MATERIAL SUPPLIED »
[Start of Attachment]
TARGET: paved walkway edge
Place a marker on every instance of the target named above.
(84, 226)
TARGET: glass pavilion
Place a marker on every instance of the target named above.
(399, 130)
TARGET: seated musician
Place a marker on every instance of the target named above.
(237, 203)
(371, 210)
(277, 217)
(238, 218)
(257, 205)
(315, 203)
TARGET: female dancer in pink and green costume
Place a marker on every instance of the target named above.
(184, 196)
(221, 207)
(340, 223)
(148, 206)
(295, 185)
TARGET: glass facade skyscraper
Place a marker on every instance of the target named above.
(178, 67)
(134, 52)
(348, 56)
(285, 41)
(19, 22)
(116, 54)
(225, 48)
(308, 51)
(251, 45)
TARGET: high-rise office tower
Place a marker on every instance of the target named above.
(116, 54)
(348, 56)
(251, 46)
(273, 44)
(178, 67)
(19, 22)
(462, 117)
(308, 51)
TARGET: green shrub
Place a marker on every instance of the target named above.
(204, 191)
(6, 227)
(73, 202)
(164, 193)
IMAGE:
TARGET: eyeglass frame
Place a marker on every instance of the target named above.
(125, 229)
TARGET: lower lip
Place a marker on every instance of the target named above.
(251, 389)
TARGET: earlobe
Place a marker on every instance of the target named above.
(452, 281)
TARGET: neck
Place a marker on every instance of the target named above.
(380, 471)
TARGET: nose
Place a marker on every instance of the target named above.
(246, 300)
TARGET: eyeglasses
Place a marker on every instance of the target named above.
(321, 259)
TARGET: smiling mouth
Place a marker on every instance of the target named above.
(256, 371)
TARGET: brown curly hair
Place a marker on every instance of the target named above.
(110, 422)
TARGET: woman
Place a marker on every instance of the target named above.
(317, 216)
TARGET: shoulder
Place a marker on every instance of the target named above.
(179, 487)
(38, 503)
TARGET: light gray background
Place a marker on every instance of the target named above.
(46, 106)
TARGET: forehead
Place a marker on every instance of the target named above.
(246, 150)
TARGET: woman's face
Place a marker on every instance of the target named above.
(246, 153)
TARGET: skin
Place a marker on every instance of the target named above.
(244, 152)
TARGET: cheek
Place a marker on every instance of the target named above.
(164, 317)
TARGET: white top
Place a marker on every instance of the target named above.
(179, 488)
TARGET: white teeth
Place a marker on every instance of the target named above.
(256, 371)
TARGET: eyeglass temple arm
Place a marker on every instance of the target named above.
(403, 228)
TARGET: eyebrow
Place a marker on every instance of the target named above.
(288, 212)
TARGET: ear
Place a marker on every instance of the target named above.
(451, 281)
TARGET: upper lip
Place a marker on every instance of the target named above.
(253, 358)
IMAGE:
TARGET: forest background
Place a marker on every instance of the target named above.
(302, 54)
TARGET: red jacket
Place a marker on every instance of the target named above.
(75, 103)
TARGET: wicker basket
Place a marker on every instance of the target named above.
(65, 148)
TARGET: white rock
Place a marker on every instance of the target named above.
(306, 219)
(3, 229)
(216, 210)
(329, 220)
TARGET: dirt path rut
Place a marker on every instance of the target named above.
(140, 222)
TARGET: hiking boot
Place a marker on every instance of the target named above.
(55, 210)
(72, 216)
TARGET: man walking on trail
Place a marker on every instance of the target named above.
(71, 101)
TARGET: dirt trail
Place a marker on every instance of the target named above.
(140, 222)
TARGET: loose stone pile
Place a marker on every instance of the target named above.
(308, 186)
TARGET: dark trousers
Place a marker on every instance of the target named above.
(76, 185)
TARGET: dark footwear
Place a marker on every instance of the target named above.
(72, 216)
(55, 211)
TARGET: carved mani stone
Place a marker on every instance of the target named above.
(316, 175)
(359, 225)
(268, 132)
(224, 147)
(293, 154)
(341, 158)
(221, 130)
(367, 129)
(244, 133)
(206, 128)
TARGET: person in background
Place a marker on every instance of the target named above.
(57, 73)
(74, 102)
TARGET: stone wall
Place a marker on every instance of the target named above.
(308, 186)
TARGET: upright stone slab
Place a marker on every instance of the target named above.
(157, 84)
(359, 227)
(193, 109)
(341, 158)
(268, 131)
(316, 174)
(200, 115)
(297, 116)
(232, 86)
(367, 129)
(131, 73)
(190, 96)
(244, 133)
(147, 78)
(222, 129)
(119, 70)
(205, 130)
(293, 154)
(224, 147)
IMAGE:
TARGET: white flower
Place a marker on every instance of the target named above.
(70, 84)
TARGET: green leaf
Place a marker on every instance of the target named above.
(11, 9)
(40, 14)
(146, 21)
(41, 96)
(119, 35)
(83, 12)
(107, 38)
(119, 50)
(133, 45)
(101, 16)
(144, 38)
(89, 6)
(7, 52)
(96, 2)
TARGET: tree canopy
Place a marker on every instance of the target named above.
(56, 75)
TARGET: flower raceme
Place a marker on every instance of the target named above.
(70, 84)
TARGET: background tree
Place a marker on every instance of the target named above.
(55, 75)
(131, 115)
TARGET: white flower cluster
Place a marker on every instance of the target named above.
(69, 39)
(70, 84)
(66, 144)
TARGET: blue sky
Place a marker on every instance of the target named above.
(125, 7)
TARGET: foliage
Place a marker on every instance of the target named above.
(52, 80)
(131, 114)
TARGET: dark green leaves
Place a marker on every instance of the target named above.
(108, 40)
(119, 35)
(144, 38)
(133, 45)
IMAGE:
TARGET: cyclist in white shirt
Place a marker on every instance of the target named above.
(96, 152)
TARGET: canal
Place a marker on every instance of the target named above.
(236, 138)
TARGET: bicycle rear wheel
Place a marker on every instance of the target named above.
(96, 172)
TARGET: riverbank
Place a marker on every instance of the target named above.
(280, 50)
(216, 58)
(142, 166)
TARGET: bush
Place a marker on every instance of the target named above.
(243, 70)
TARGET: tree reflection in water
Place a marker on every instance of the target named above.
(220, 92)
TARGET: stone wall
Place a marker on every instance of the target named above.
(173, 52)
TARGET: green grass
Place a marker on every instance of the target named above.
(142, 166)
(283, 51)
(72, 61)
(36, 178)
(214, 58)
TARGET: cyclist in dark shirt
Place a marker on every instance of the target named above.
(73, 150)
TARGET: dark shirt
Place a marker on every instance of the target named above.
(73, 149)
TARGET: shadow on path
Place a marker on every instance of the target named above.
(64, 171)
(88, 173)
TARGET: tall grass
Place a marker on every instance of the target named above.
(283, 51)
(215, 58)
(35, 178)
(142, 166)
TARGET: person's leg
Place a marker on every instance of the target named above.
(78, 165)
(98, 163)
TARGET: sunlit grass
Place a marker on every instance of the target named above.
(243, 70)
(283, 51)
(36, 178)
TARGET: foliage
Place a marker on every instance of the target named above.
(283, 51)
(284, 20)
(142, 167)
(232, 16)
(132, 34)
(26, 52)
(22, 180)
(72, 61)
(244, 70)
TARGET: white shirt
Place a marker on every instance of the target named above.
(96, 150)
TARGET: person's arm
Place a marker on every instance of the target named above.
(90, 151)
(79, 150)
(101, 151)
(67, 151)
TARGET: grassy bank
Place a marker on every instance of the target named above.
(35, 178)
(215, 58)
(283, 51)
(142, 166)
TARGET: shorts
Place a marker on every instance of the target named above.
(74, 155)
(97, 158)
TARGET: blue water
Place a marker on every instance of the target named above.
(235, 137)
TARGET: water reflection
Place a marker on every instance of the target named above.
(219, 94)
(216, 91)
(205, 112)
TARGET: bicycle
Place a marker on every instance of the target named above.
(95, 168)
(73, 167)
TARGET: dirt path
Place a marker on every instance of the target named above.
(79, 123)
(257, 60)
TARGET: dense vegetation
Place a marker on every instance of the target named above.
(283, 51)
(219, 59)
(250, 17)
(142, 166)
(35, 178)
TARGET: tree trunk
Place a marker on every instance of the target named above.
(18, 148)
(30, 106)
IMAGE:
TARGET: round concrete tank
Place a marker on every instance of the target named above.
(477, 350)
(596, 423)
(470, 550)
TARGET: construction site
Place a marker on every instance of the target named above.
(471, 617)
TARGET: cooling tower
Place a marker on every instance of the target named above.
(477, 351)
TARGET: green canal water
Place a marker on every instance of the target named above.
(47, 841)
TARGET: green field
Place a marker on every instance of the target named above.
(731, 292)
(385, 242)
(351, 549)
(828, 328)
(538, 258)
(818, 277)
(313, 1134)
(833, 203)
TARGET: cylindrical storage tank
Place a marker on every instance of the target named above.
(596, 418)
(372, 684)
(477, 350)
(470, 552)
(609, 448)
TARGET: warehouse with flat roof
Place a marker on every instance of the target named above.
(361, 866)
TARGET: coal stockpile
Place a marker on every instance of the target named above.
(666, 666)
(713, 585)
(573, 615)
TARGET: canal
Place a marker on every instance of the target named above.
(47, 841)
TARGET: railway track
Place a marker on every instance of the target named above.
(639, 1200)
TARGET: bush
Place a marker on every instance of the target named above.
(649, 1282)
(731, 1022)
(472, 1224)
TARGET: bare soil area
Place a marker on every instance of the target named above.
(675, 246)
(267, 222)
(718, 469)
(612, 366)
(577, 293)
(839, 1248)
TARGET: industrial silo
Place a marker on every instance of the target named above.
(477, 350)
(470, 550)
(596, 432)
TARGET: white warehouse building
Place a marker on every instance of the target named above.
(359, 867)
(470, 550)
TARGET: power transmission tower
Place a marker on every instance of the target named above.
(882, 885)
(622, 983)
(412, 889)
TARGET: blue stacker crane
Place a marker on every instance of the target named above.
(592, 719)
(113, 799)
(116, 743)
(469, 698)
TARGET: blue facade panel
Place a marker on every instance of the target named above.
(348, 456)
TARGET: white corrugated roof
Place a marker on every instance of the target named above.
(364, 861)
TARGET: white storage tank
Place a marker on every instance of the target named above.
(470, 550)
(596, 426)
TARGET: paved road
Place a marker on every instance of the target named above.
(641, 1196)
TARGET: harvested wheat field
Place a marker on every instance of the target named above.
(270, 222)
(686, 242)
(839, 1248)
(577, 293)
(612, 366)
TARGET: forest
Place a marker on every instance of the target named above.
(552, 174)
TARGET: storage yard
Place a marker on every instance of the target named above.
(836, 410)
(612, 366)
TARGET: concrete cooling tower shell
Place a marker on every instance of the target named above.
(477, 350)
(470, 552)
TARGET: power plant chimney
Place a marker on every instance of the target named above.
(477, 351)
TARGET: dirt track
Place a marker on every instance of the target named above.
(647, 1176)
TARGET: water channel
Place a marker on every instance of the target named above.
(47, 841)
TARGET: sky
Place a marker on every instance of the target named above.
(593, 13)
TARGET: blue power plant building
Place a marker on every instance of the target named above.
[End of Attachment]
PROBLEM DETAILS »
For the listing above, print only the lines starting at the line containing "TARGET: skin" and ending at the line containing "TARGET: loose stone pile", exactly, both included.

WRITTEN ANSWER »
TARGET: skin
Place a marker on every instance of the target named above.
(244, 152)
TARGET: cheek
Place a marker on every instance of the target named above.
(164, 317)
TARGET: white top
Place a marker on every instance of the target named above.
(179, 488)
TARGET: white teeth
Place a marker on every instance of the target named above.
(256, 371)
TARGET: eyeglass temple arm
Place a marker on every instance of the target named above.
(403, 228)
TARGET: eyebrow
Place a marker on every instance of the target named above.
(288, 212)
TARGET: ear
Place a marker on every instance of the target named above.
(451, 281)
TARGET: upper lip
Place a marker on every instance of the target named above.
(253, 358)
IMAGE:
TARGET: forest background
Place a marker on every instance of the target named above.
(302, 54)
TARGET: red jacket
Place a marker on every instance of the target named above.
(75, 103)
TARGET: wicker basket
Place a marker on every instance of the target named above.
(65, 148)
TARGET: white rock
Place a marker on every instance of the target named above.
(306, 219)
(3, 229)
(216, 210)
(329, 220)
TARGET: dirt path rut
Place a marker on every instance of the target named above.
(140, 222)
TARGET: hiking boot
Place a marker on every instance of the target named above.
(55, 210)
(72, 216)
TARGET: man walking on trail
Place a marker on every instance of the target named above.
(71, 101)
TARGET: dirt trail
Place a marker on every instance of the target named above.
(140, 222)
TARGET: loose stone pile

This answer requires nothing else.